**Stated exercise**
Count the lines of the data below that contain the string "parked", treating uppercase and lowercase as different, and reply with only the number.

begin Material for this exercise

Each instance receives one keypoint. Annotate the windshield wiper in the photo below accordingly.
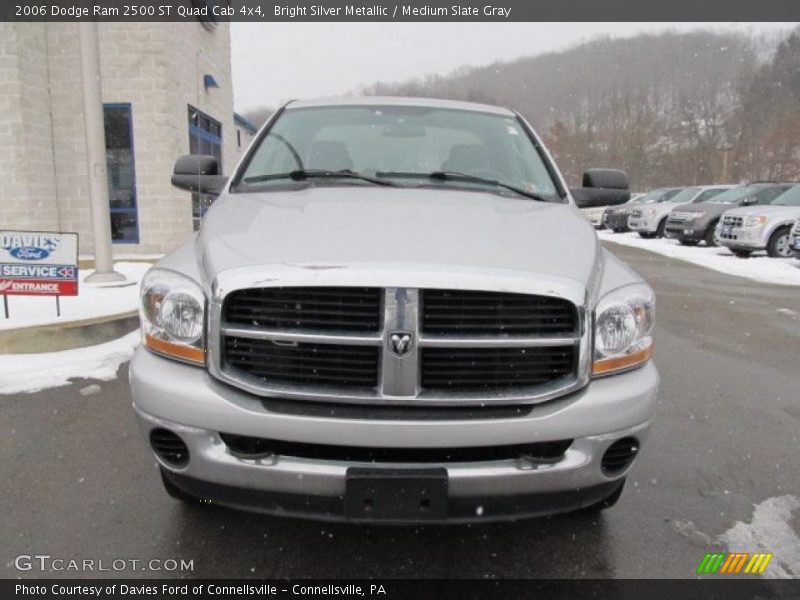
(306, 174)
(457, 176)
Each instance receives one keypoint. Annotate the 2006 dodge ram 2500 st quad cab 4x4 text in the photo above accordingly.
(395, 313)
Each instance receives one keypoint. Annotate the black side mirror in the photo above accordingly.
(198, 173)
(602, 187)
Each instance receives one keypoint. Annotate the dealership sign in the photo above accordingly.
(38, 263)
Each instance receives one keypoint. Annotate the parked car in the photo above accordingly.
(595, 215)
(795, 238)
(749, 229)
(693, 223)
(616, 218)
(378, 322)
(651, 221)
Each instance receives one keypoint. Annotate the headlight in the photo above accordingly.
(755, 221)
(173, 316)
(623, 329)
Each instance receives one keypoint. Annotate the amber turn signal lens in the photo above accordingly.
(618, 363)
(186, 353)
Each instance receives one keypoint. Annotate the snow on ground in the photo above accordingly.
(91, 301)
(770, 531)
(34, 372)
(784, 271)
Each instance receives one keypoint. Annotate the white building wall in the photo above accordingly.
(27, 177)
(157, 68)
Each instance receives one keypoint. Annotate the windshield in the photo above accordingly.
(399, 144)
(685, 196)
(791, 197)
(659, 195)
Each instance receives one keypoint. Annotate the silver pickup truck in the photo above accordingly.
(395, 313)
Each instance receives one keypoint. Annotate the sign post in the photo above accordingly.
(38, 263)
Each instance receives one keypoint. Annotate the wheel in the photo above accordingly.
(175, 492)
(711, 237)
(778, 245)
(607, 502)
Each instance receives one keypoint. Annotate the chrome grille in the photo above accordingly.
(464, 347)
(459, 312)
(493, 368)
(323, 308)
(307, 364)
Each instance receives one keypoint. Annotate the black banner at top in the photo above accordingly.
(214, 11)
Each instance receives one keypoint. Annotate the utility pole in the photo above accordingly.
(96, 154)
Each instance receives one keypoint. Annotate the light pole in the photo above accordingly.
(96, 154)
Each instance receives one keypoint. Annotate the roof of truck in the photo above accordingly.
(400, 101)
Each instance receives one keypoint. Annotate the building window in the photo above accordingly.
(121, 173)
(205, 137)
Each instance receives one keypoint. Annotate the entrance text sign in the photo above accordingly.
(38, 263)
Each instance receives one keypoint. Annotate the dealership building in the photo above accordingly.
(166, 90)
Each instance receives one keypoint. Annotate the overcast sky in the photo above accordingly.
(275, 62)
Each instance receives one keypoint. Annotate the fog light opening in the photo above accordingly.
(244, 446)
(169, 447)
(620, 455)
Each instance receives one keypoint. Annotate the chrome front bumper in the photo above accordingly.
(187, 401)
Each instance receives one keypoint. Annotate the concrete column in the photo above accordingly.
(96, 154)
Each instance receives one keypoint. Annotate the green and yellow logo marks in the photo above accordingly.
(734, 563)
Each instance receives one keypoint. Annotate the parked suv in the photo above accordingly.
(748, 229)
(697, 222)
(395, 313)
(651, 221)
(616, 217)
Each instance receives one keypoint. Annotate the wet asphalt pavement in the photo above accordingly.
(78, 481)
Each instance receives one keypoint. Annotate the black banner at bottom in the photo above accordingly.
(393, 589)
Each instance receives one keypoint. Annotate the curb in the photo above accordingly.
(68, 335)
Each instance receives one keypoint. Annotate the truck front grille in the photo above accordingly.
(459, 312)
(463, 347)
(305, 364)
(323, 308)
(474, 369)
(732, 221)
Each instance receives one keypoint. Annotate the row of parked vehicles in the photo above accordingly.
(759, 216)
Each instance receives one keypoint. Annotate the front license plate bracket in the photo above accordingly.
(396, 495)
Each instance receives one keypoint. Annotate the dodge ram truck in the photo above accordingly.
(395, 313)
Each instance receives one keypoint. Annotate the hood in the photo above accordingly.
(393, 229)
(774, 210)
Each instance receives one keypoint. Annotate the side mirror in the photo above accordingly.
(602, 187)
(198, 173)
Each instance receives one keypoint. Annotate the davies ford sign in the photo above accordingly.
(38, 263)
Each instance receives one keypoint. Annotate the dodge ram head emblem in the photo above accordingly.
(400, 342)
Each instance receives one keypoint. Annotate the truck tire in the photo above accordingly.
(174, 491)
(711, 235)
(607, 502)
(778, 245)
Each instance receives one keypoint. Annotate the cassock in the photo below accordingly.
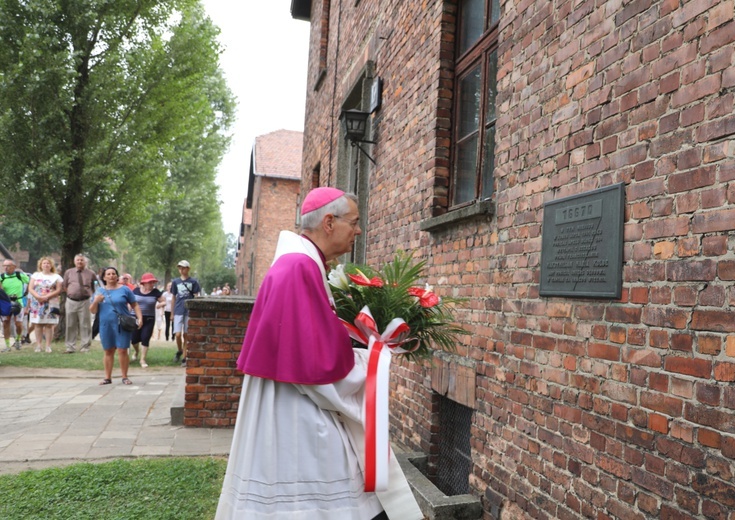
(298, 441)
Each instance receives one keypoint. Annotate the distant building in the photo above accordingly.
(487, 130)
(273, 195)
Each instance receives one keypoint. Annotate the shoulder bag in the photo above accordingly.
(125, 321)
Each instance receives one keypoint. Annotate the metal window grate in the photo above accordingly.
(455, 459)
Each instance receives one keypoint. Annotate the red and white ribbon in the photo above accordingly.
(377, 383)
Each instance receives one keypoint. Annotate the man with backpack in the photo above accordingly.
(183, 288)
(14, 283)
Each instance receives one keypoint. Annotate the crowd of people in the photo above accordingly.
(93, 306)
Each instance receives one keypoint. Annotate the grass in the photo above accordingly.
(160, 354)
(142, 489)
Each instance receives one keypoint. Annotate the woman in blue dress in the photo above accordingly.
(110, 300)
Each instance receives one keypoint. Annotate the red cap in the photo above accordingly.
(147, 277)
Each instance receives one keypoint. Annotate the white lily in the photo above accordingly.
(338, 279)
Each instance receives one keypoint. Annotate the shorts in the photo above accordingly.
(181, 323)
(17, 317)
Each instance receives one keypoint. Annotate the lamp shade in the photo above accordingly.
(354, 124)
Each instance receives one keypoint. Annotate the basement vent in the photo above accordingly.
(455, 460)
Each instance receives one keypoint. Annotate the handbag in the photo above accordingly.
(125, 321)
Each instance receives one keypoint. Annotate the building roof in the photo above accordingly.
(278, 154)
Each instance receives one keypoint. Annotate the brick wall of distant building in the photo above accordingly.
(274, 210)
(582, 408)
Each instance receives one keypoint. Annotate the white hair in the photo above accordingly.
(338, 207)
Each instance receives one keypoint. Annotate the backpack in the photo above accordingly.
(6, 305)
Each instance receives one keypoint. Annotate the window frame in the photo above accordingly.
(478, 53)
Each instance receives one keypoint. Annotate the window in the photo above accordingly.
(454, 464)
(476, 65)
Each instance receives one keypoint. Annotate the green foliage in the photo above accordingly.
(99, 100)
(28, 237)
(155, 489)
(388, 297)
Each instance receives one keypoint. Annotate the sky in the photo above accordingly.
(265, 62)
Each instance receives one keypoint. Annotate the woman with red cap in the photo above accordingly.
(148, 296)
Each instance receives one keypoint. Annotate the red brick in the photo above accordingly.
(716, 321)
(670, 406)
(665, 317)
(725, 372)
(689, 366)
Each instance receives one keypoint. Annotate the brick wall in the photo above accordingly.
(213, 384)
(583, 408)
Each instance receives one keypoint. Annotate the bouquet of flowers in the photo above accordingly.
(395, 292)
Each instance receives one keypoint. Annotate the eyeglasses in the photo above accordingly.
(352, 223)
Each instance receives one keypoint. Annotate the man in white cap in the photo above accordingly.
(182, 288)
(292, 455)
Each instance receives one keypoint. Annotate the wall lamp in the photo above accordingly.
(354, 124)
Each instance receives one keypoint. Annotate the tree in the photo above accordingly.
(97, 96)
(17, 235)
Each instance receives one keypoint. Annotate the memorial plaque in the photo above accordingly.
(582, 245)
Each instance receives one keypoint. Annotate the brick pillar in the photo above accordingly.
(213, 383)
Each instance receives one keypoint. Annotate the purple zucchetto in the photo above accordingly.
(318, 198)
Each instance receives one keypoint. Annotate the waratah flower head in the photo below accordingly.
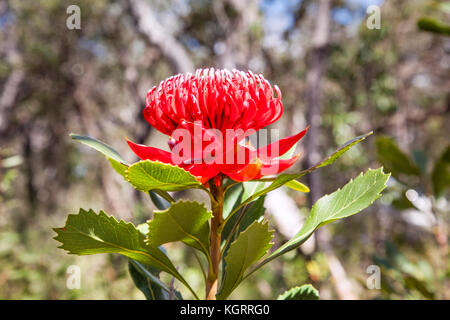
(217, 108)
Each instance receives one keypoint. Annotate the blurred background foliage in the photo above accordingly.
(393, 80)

end Material for this exercise
begin Material for this exercise

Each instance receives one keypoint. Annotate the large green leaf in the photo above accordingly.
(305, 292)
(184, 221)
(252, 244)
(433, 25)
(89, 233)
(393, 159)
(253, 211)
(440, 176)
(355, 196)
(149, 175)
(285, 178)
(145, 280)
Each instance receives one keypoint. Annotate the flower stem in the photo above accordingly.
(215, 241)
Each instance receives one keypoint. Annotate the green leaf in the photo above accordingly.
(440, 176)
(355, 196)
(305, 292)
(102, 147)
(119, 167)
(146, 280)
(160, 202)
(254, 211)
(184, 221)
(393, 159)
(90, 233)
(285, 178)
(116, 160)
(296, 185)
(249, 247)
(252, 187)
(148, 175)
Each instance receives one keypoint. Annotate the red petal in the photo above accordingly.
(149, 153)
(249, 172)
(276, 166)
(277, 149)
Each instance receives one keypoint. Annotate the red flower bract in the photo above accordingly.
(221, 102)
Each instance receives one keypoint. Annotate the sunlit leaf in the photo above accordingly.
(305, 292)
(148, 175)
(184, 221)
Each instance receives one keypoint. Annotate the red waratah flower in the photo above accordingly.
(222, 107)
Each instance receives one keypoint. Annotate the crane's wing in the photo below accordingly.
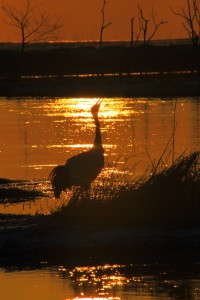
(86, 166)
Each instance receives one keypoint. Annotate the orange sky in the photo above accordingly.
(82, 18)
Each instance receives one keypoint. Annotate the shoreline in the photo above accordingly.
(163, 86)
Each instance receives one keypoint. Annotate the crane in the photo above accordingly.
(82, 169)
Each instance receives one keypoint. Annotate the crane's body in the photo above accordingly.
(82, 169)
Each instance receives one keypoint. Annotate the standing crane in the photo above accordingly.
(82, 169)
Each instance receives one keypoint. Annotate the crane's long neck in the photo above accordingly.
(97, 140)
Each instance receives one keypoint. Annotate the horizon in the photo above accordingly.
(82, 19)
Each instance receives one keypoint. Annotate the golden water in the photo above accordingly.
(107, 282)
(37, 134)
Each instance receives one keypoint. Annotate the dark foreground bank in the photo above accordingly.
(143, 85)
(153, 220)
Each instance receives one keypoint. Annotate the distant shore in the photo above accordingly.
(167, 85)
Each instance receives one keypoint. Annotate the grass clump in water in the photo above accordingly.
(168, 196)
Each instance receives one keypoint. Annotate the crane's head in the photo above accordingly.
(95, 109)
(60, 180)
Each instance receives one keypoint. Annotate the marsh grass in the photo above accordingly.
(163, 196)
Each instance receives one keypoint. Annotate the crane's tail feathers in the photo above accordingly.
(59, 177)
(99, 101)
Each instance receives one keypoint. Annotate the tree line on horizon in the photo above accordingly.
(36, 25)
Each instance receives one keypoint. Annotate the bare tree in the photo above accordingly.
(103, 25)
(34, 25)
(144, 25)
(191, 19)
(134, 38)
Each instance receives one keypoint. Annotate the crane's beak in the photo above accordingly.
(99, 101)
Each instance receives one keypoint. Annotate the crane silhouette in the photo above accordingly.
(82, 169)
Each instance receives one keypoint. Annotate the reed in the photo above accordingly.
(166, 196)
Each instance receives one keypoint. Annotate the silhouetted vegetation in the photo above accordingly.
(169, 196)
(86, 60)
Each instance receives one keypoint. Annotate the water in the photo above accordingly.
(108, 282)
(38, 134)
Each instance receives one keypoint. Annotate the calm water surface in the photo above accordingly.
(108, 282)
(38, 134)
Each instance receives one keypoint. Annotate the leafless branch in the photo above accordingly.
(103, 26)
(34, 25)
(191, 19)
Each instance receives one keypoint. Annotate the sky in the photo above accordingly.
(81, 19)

end Material for this exercise
begin Material for this exercise

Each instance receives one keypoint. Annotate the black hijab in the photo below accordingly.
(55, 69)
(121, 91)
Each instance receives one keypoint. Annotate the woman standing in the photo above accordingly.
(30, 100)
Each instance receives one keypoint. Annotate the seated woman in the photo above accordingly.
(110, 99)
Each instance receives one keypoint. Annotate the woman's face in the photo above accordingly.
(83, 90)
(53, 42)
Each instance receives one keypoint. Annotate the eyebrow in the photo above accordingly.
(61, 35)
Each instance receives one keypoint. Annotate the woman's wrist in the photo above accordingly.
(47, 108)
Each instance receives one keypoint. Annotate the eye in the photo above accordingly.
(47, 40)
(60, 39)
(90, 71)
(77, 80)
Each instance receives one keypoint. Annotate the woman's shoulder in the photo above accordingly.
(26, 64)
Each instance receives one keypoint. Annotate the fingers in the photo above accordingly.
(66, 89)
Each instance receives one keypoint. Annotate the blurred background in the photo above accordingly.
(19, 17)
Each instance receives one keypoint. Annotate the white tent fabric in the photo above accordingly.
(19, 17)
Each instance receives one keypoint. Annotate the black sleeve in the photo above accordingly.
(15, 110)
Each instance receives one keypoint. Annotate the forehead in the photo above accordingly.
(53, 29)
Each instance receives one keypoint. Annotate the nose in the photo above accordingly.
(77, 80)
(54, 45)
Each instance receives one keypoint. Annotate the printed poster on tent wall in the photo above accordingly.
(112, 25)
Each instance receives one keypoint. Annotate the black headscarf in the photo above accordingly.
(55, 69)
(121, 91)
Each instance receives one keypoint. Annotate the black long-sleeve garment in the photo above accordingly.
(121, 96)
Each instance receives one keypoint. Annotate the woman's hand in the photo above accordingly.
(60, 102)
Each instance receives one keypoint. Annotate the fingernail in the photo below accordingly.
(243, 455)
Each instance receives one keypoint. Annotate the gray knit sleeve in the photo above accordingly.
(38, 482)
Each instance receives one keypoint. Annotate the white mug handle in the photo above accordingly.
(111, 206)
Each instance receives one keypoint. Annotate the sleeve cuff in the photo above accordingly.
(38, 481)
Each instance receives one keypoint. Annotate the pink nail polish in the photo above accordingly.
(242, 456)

end Material for this exercise

**Complete response**
3